* **Work instructions**
Lines in which "positive" appears should be pulled from the data below.

• • • •

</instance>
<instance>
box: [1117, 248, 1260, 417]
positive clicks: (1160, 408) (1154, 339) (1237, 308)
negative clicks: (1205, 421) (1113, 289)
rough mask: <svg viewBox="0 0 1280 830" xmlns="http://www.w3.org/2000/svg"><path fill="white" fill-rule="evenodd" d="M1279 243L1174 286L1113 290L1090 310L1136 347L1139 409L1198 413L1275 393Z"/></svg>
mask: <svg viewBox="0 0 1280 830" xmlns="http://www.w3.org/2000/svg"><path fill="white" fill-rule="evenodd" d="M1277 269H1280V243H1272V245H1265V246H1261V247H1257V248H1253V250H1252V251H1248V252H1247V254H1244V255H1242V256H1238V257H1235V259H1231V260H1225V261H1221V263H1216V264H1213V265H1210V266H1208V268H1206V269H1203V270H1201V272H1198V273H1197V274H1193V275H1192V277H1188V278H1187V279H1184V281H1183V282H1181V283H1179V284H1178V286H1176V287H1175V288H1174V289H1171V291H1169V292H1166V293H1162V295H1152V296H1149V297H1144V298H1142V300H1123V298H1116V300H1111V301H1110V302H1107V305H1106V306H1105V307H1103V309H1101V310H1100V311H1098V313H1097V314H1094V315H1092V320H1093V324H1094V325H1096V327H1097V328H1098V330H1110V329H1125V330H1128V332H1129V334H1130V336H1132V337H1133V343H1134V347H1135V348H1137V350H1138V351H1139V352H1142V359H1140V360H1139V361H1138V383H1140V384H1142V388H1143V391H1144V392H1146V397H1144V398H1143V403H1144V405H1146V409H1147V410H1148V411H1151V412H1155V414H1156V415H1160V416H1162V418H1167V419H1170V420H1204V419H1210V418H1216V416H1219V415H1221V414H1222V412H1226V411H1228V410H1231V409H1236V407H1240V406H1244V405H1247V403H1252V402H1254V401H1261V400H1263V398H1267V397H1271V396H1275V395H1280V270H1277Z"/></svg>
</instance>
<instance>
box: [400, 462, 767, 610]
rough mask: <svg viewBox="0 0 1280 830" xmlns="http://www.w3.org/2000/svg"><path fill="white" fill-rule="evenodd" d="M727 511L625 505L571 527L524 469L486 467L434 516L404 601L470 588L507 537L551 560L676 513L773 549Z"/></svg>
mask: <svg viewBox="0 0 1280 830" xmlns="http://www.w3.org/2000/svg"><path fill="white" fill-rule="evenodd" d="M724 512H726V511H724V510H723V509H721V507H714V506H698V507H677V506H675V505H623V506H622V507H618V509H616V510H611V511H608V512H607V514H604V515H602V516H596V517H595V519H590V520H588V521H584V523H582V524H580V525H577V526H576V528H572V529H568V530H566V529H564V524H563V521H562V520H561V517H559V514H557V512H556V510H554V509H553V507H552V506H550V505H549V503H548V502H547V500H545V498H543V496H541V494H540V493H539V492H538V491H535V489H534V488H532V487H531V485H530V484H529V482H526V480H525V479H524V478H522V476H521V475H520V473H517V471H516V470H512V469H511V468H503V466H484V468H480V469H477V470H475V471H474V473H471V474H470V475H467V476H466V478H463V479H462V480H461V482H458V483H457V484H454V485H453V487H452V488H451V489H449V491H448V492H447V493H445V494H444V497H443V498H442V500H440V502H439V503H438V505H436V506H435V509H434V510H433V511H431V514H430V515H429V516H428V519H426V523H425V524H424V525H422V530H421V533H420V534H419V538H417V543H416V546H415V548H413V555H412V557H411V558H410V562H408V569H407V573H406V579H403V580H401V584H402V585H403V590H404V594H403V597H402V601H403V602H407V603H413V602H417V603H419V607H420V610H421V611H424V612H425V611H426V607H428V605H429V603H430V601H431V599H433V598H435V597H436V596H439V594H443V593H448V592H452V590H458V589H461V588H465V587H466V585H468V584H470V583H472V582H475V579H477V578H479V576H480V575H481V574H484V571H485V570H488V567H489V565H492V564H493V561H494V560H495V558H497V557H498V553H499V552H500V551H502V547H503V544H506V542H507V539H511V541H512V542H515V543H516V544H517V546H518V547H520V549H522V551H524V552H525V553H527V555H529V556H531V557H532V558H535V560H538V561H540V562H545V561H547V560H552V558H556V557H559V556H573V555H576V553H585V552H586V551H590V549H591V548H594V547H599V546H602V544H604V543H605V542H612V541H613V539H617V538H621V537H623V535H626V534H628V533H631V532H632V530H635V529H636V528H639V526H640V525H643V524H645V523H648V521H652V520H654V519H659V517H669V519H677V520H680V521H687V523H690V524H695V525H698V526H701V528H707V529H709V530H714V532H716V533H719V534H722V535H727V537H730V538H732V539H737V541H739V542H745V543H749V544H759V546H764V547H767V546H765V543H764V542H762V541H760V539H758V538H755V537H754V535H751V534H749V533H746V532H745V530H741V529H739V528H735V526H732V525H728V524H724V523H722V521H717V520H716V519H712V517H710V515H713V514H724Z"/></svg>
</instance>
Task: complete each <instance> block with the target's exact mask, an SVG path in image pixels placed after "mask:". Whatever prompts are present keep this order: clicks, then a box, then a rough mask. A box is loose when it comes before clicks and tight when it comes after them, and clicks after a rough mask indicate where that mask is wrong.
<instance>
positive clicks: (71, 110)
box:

• • • •

* **Task solution**
positive clicks: (1160, 408) (1154, 339) (1237, 308)
positive clicks: (71, 110)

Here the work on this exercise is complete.